| Exercise instructions |
Every line of the data below should be retyped exactly.

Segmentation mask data
-.-.-

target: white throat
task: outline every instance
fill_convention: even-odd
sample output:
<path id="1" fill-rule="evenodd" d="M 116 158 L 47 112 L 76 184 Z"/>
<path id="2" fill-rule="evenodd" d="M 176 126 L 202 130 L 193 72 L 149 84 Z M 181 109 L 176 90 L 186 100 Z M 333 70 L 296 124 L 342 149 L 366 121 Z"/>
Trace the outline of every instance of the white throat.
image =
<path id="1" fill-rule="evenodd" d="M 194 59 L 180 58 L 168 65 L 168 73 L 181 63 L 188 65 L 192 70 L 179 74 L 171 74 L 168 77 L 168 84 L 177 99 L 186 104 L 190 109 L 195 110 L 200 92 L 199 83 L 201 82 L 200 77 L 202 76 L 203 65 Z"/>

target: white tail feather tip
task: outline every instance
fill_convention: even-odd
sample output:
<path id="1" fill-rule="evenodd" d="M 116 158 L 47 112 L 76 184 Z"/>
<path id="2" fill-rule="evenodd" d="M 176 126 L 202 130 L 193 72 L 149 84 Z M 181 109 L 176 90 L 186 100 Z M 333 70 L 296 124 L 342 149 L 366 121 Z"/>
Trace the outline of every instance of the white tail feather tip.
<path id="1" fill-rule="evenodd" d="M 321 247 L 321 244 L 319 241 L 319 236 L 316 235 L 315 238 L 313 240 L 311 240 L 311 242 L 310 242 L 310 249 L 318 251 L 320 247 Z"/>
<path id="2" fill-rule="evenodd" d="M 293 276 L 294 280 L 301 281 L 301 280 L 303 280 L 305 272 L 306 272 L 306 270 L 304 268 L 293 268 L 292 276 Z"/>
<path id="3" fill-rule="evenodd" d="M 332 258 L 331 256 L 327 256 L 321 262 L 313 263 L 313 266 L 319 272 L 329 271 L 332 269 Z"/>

-.-.-

| Reply to the task |
target: white throat
task: outline every instance
fill_convention: even-odd
sample output:
<path id="1" fill-rule="evenodd" d="M 116 158 L 47 112 L 76 184 Z"/>
<path id="2" fill-rule="evenodd" d="M 176 126 L 202 130 L 193 72 L 149 84 Z M 181 109 L 176 90 L 186 100 Z M 333 70 L 296 124 L 342 149 L 366 121 Z"/>
Trace the outline of every instance of the white throat.
image =
<path id="1" fill-rule="evenodd" d="M 194 59 L 180 58 L 168 65 L 168 73 L 181 63 L 188 65 L 192 70 L 179 74 L 171 74 L 168 77 L 168 84 L 177 99 L 186 104 L 190 109 L 195 110 L 200 92 L 199 83 L 201 82 L 200 77 L 202 76 L 203 65 Z"/>

target: white tail feather tip
task: outline every instance
fill_convention: even-odd
sample output:
<path id="1" fill-rule="evenodd" d="M 116 158 L 47 112 L 76 184 Z"/>
<path id="2" fill-rule="evenodd" d="M 176 126 L 202 130 L 193 72 L 149 84 Z M 181 109 L 176 90 L 186 100 Z M 333 70 L 296 124 L 342 149 L 366 121 Z"/>
Trace the outline of every instance of the white tail feather tip.
<path id="1" fill-rule="evenodd" d="M 321 247 L 321 244 L 319 241 L 319 236 L 316 235 L 315 238 L 313 240 L 311 240 L 311 242 L 310 242 L 310 249 L 318 251 L 320 247 Z"/>
<path id="2" fill-rule="evenodd" d="M 293 276 L 294 280 L 301 281 L 301 280 L 303 280 L 305 272 L 306 272 L 306 270 L 304 268 L 293 268 L 292 276 Z"/>
<path id="3" fill-rule="evenodd" d="M 332 258 L 331 256 L 327 256 L 321 262 L 313 263 L 313 266 L 319 272 L 329 271 L 332 269 Z"/>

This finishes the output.